TASKS FOR THIS EXERCISE:
- a) In the text on the retarding potential analyzer, what shape does the front aperture plate have?
- b) Reproduce everything in the analyzer text from "The simplest device" down to "corrects these deficiencies.".
- c) Extend the passage on the retarding potential analyzer, picking up after its final sentence.

TEXT SEGMENT:

The present invention relates generally to energy measurement, and more specifically the invention pertains to a type of electrostatic energy analyzer for charged particles (electrons and ions).
The simplest device for analyzing the energies of a group of charged particles is the planar retarding potential analyzer (RPA), consisting of an electrically biased screen placed between two electrically grounded screens. Although simple, such an analyzer suffers from the drawback that it accurately determines the energies of particles only if they are moving along a line perpendicular to the grids. If the particles enter off-axis, errors are introduced into the measurement. In practical terms, to get good energy resolution from a planar RPA, it is necessary to use fine mesh screens, which limits the amount that the size of the analyzer can be reduced. The present invention corrects these deficiencies.
The present invention is a high-resolution retarding potential analyzer which is used to determine the energies of a group of charged particles.
It consists of an electrostatically grounded front aperture plate in the shape of a cone with the entrance aperture at the apex of the cone, an electrically biased analyzing structure in the shape of a cylinder with a hole in one end through which the front aperture plate protrudes and a transparent screen across the opposite end, and a particle detector. An electrically grounded transparent screen may be placed between the analyzing region and the particle detector. The device determines the energies of incident charged particles by passing or rejecting particles as a function of the bias potential applied to the analyzing region.

[Items stored in a collection]
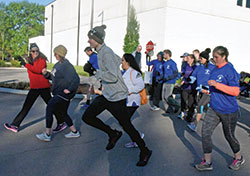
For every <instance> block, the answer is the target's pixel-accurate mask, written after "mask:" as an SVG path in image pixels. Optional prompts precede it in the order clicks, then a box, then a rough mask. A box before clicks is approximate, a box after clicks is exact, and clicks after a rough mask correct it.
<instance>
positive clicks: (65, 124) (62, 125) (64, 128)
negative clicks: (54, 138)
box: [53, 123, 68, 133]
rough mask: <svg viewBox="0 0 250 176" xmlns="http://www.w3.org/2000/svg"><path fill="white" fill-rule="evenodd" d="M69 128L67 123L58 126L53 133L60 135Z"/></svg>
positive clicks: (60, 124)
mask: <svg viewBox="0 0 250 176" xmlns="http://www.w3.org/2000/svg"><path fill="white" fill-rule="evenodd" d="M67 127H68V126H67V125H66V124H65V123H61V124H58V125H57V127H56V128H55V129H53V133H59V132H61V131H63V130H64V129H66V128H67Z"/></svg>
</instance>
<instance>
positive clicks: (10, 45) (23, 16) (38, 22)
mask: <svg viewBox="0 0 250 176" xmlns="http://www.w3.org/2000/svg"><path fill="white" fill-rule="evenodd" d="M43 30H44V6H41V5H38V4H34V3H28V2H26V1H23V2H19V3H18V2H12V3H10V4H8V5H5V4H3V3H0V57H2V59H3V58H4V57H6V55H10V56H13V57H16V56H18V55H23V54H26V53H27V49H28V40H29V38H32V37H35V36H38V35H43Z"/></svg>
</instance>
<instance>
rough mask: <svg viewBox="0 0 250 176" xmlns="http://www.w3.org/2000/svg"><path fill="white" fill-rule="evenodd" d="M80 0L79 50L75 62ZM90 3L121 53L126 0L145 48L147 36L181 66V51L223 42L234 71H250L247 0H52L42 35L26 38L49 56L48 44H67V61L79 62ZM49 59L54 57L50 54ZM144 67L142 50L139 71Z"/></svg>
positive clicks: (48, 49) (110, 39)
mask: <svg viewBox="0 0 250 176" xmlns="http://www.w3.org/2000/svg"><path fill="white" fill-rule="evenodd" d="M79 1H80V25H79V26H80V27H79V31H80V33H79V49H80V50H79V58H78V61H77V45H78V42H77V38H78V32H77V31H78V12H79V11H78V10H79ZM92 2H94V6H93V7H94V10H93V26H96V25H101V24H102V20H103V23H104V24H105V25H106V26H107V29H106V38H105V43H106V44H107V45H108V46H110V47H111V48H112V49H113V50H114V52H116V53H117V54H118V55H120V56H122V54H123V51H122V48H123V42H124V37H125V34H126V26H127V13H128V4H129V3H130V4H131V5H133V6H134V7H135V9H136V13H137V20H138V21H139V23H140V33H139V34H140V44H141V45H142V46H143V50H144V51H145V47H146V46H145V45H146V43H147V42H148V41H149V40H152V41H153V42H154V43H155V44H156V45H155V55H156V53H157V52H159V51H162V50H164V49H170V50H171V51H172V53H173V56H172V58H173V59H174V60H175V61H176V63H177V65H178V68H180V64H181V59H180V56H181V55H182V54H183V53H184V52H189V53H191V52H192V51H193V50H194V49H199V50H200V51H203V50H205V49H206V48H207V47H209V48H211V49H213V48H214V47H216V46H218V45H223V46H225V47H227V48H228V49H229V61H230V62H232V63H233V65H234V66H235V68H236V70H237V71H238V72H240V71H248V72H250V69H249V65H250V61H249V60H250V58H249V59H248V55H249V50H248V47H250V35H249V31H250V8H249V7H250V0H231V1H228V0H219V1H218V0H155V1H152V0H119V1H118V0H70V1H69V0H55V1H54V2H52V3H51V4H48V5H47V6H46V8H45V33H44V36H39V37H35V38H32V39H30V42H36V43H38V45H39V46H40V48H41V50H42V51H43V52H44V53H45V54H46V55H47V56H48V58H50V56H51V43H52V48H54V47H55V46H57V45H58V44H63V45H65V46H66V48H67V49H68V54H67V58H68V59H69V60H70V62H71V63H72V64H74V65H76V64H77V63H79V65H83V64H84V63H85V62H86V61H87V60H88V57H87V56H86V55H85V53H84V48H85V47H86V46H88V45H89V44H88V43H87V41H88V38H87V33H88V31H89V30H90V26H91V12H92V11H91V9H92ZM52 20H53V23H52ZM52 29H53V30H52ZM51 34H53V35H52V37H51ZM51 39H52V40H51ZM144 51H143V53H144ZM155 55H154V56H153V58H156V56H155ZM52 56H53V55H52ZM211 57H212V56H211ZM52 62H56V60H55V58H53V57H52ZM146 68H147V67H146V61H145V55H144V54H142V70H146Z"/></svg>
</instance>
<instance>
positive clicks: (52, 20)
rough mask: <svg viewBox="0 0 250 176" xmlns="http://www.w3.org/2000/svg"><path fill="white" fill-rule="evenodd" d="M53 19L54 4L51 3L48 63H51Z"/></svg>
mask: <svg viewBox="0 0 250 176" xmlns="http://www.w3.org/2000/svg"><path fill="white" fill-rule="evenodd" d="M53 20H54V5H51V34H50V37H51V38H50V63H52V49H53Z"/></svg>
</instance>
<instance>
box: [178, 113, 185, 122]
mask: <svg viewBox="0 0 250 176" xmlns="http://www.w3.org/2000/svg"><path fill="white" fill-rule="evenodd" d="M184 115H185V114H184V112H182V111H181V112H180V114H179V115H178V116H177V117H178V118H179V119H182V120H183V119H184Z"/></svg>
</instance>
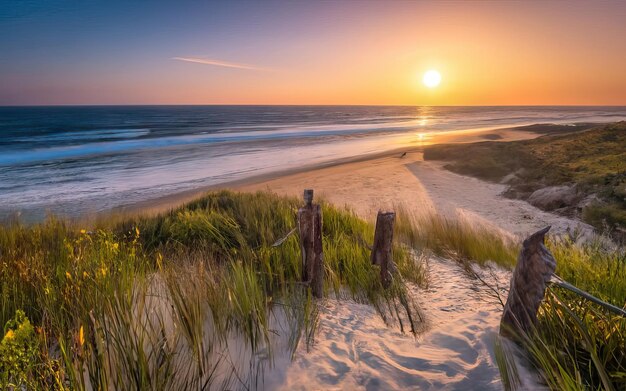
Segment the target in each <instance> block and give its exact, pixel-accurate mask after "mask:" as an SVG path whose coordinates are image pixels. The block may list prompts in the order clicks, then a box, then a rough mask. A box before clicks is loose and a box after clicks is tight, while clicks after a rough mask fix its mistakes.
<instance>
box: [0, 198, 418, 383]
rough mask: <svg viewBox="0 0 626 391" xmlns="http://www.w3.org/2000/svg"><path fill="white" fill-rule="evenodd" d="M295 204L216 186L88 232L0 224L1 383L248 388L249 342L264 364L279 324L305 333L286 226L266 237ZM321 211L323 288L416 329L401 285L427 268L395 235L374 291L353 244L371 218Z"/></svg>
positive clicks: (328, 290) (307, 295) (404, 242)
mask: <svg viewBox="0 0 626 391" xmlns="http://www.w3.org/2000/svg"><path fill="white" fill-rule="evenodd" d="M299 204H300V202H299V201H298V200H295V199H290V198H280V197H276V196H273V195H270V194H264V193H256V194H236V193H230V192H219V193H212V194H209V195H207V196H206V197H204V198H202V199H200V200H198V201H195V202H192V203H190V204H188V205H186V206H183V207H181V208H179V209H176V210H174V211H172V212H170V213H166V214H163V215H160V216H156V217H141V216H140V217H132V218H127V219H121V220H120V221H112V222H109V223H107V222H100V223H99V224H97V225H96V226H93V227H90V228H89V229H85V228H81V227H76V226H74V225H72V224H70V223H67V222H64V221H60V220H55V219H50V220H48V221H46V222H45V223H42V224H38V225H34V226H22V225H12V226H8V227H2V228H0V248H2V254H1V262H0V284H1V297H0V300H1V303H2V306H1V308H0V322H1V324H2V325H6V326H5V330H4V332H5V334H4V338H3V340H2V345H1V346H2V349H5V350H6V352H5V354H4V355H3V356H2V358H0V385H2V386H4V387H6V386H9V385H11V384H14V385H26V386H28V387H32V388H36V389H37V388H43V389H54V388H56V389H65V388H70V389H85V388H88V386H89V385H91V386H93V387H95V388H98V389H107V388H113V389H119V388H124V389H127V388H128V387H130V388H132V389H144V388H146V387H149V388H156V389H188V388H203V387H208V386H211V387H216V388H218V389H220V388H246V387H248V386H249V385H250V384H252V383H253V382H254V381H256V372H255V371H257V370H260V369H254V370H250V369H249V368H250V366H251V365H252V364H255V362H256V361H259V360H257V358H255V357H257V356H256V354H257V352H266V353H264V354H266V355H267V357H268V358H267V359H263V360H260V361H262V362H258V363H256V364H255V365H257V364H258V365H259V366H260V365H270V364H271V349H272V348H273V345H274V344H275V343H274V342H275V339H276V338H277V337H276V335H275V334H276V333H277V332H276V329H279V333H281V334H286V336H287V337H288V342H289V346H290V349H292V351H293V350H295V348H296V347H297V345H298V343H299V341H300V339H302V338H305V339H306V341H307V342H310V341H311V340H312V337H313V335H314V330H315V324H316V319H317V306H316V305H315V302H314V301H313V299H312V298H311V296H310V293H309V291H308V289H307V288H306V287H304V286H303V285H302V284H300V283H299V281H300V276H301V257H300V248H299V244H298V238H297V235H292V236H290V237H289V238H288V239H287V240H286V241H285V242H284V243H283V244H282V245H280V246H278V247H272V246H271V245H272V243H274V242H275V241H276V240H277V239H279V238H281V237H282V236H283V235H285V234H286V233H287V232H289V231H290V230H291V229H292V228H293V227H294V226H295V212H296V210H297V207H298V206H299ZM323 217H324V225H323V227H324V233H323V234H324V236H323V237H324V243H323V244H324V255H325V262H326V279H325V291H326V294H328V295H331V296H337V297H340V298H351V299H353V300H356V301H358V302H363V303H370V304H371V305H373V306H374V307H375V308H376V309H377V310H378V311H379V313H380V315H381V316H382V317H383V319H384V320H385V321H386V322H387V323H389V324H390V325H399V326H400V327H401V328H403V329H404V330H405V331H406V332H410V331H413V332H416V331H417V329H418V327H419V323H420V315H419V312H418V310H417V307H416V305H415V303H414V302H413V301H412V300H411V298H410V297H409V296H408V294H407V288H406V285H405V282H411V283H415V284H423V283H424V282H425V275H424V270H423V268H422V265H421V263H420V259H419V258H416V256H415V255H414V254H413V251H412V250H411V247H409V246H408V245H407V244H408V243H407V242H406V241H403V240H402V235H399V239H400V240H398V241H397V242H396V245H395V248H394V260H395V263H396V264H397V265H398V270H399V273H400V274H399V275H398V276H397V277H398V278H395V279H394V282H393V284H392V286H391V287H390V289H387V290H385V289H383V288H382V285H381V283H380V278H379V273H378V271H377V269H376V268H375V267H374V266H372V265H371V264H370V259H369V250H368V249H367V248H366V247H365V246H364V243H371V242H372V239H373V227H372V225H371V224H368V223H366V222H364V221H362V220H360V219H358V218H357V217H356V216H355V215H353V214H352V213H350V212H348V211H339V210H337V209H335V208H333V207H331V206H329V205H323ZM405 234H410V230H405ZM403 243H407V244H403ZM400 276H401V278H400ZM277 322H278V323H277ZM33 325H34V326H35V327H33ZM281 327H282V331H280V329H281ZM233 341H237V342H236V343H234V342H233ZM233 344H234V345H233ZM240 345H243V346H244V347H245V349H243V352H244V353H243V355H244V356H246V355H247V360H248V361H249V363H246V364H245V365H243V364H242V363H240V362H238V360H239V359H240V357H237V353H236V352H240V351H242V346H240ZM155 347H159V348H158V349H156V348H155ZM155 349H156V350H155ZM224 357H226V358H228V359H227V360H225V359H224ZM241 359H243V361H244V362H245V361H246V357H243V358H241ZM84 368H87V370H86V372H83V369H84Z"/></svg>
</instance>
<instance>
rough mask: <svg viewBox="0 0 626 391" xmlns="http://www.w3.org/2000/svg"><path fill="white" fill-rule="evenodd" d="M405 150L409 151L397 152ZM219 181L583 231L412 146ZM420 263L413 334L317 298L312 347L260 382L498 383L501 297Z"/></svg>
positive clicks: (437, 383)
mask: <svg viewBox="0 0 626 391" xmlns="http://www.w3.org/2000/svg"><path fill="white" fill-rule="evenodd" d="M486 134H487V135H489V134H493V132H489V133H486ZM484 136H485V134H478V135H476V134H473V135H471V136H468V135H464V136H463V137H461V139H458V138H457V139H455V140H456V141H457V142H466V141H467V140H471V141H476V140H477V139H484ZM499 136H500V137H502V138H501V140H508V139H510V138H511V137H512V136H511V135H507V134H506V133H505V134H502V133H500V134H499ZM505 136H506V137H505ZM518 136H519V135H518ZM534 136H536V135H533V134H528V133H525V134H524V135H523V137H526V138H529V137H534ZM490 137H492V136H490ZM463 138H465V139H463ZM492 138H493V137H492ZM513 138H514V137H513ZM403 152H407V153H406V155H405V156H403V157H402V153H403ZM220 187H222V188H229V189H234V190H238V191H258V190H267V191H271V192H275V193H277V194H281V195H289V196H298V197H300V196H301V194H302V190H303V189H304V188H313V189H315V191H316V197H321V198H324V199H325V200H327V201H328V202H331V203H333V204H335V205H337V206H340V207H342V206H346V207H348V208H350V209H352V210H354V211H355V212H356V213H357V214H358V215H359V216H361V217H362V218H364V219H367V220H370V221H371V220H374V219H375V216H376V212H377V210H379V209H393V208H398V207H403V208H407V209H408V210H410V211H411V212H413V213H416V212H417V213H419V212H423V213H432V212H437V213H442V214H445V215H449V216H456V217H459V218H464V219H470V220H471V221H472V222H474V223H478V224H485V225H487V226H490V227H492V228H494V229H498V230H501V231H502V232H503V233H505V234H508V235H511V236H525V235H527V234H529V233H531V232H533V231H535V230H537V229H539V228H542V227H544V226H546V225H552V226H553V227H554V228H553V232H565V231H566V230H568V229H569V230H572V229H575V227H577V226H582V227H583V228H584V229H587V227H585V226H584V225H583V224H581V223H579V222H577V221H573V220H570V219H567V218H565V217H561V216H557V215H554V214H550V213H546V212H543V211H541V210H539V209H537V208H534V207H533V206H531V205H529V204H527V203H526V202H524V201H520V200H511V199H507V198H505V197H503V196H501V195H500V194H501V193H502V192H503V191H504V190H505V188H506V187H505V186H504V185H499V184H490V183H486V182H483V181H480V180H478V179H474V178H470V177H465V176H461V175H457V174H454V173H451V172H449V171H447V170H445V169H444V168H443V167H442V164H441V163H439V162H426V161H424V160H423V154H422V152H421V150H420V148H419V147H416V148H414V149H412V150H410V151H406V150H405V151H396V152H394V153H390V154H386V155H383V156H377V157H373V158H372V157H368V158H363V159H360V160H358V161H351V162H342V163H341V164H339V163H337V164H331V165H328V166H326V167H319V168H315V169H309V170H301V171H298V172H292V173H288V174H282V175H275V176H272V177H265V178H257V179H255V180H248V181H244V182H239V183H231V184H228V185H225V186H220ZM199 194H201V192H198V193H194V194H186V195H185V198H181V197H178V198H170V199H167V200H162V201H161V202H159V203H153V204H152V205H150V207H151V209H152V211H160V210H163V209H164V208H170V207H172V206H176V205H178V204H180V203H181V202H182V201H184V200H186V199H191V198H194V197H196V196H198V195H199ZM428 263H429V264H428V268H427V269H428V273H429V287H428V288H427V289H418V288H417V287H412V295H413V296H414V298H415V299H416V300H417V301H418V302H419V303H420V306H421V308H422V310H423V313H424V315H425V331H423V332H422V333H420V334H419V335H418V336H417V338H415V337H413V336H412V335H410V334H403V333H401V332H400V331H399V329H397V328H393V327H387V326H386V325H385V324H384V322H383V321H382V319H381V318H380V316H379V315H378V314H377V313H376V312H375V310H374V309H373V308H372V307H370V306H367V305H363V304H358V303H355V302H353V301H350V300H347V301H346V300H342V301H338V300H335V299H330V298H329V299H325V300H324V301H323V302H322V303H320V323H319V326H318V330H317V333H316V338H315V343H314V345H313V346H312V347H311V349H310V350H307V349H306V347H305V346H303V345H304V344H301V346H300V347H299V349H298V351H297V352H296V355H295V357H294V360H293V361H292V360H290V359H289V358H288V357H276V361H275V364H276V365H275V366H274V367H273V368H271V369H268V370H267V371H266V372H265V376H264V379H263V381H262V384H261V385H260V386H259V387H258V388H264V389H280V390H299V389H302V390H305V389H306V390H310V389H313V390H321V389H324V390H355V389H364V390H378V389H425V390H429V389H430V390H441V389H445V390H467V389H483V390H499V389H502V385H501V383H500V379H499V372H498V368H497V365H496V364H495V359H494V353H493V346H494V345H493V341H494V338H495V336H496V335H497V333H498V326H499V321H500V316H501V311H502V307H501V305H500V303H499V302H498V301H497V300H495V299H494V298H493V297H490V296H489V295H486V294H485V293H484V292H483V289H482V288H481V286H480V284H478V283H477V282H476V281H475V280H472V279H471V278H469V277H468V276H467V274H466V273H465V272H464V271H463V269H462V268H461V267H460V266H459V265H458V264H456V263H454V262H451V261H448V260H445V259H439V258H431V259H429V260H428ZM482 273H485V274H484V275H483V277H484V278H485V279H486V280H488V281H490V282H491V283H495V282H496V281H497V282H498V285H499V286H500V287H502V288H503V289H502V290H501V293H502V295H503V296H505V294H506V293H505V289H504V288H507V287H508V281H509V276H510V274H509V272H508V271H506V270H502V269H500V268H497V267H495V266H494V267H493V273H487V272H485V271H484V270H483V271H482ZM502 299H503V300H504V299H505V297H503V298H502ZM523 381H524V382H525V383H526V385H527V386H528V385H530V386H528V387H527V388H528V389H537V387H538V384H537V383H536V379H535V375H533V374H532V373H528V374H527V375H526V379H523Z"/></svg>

ANSWERS BELOW:
- a) It is shaped like a cone, with the entrance aperture at the apex.

- b)
The simplest device for analyzing the energies of a group of charged particles is the planar retarding potential analyzer (RPA), consisting of an electrically biased screen placed between two electrically grounded screens. Although simple, such an analyzer suffers from the drawback that it accurately determines the energies of particles only if they are moving along a line perpendicular to the grids. If the particles enter off-axis, errors are introduced into the measurement. In practical terms, to get good energy resolution from a planar RPA, it is necessary to use fine mesh screens, which limits the amount that the size of the analyzer can be reduced. The present invention corrects these deficiencies.

- c)
It is an object of the present invention to measure the energies of charged particles with a high degree of accuracy.
It is another object of the invention to aid in the analysis of the charged particle environment in the vicinity of a spacecraft and control of plasma processing applications.
These objects together with other objects, features and advantages of the invention will become more readily apparent from the following detailed description when taken in conjunction with the accompanying drawings wherein like elements are given like reference numerals throughout.
FIG. 1 is an illustration of a high-resolution RPA, consisting of a grounded entrance aperture, a biased retarding structure, and a particle detector;
FIG. 2 is a chart of the equipotentials within the retarding structure of FIG. 1; and
FIG. 3 is a chart of the particle energy distributions determined by a prototype high-resolution RPA for on-and off-axis particle collection.
The present invention is a particular configuration of electrically grounded and biased structures. The configuration is illustrated in FIG. 1. The device consists of an electrically grounded front aperture, aperture plate 100, terminating in the shape of a cone 110, with the actual aperture at the apex of the cone 110, an electrically biased analyzing structure, 200 in the shape of a cylinder, with a hole in one end through which the aperture plate 100 protrudes and a transparent screen covering the other, and a particle detector 300. The particle detector 300 is shown in the figure as a channel electron multiplier, but it may be a microchannel plate or even a simple conducting plate connected to an analog current meter 350 depending on the particle fluxes involved.
The high resolution electrostatic retarding potential analyzer of the present invention is shown in FIG. 1, and is used to determine the energy distribution of a population of charged particles. This device establishes an electrically biased region establishes an equipotential plane between two grounded grids, forming a potential barrier to charged particles. The electrically biased region is produced by the electrical field (shown in FIG. 2) generated within the electrically biased analyzing structure 200, and this electric field is the result of an electrical charge which is applied by the variable voltage generator 250 (shown in FIG. 1). The device operates as an energy filter; for a potential V applied to the retarding grid, only particles with energy E≧qV (where q is the charge on the particle) can penetrate the potential barrier.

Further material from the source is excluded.